▶ _DATA LINES_
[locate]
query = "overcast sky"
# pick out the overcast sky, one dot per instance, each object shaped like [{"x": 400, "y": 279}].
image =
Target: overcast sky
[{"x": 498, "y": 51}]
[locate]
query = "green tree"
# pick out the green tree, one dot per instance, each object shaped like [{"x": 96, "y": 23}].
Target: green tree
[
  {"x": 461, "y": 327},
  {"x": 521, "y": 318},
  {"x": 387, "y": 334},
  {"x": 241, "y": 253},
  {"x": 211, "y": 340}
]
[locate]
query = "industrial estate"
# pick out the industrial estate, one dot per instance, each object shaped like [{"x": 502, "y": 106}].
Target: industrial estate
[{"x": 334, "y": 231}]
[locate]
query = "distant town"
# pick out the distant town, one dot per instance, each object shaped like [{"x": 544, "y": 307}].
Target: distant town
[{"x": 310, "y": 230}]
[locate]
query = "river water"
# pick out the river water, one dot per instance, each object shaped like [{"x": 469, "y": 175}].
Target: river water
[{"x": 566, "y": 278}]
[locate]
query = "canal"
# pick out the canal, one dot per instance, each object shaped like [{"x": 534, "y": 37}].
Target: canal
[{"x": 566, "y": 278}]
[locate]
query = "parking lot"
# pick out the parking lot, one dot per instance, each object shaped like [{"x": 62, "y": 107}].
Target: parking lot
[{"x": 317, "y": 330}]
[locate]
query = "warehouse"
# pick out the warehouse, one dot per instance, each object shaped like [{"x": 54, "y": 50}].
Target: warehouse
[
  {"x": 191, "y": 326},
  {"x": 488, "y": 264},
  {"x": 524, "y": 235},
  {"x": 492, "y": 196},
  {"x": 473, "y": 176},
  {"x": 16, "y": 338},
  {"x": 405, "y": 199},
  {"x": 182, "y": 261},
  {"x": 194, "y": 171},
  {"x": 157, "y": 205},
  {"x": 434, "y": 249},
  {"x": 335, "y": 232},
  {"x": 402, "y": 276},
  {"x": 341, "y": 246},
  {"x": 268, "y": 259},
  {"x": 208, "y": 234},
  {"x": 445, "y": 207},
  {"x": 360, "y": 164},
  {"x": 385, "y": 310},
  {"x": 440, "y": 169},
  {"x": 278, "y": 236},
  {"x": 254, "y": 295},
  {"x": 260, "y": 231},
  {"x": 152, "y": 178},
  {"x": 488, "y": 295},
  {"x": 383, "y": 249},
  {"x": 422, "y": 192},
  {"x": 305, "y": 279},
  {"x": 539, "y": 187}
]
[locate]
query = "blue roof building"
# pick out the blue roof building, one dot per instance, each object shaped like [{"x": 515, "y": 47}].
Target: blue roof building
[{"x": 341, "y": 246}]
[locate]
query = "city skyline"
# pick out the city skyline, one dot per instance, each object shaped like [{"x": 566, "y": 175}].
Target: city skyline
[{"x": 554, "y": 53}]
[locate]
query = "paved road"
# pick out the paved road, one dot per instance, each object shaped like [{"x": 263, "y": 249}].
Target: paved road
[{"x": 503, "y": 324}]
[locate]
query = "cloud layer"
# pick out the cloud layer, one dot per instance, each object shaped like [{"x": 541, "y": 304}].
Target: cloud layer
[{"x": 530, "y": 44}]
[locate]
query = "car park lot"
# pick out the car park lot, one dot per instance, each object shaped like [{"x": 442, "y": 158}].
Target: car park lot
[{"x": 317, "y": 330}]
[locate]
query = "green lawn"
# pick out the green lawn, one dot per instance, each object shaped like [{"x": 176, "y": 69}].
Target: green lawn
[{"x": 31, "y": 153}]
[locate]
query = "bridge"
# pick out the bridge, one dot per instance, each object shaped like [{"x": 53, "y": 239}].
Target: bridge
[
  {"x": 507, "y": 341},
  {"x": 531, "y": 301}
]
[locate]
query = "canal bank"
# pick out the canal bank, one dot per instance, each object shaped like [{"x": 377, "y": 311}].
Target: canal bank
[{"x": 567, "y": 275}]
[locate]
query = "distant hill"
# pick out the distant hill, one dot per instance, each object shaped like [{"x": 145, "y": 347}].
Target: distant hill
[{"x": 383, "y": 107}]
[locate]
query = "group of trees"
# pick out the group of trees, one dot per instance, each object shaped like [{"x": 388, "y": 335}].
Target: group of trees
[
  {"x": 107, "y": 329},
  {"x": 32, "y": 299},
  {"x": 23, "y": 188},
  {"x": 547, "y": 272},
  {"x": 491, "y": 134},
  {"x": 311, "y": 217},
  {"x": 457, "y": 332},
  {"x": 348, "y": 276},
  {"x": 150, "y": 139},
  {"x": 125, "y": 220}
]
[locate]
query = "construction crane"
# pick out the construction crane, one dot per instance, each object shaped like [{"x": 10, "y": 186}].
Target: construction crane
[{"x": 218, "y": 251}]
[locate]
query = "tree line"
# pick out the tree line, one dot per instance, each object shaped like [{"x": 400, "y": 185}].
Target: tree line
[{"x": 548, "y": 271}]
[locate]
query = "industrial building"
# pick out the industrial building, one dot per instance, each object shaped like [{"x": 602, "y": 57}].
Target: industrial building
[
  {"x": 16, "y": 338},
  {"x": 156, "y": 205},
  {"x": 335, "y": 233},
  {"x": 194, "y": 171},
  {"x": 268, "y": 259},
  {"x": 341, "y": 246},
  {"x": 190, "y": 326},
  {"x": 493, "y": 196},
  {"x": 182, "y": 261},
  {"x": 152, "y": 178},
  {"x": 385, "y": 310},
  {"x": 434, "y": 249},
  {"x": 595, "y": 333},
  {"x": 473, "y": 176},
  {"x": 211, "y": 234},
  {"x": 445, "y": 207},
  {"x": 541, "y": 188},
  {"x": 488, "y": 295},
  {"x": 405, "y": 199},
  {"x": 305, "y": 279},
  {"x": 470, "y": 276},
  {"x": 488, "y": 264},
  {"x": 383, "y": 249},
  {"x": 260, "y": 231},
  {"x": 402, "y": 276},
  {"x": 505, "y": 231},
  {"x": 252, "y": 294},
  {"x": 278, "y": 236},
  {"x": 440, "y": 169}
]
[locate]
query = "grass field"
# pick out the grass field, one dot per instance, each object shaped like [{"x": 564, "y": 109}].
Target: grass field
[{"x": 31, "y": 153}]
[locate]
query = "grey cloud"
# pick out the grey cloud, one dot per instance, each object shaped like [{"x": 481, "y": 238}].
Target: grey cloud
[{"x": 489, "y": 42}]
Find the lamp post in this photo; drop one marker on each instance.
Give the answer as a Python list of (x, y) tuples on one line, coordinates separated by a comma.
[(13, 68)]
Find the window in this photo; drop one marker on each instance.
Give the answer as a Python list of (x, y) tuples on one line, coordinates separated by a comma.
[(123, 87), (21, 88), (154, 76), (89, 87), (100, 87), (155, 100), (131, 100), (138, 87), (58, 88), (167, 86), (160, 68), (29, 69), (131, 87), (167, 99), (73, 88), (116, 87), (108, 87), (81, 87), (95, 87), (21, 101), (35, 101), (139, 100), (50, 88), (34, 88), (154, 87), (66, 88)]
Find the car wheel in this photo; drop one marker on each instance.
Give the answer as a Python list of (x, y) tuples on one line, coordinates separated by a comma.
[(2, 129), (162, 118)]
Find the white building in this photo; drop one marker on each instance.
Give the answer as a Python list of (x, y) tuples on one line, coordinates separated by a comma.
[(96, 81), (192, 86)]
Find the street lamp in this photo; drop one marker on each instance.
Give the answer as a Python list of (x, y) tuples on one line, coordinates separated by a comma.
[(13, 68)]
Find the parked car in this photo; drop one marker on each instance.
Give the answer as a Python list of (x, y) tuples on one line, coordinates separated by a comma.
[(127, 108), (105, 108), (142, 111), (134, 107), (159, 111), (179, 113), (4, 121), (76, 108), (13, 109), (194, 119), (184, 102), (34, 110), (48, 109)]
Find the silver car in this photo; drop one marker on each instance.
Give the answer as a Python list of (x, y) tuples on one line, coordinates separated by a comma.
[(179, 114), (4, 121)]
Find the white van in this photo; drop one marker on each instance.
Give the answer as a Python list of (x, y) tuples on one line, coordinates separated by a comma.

▶ _WHAT THE EXERCISE ASKS_
Return, word for word, the lines of the data from the one containing "Find the white van" through the end of the data.

▶ _SOLUTION FOR THIS EXERCISE_
Find the white van in this photo; drop one marker on each instance.
Give the answer as a Python list of (x, y) tuples on one line, coordinates separated by a comma.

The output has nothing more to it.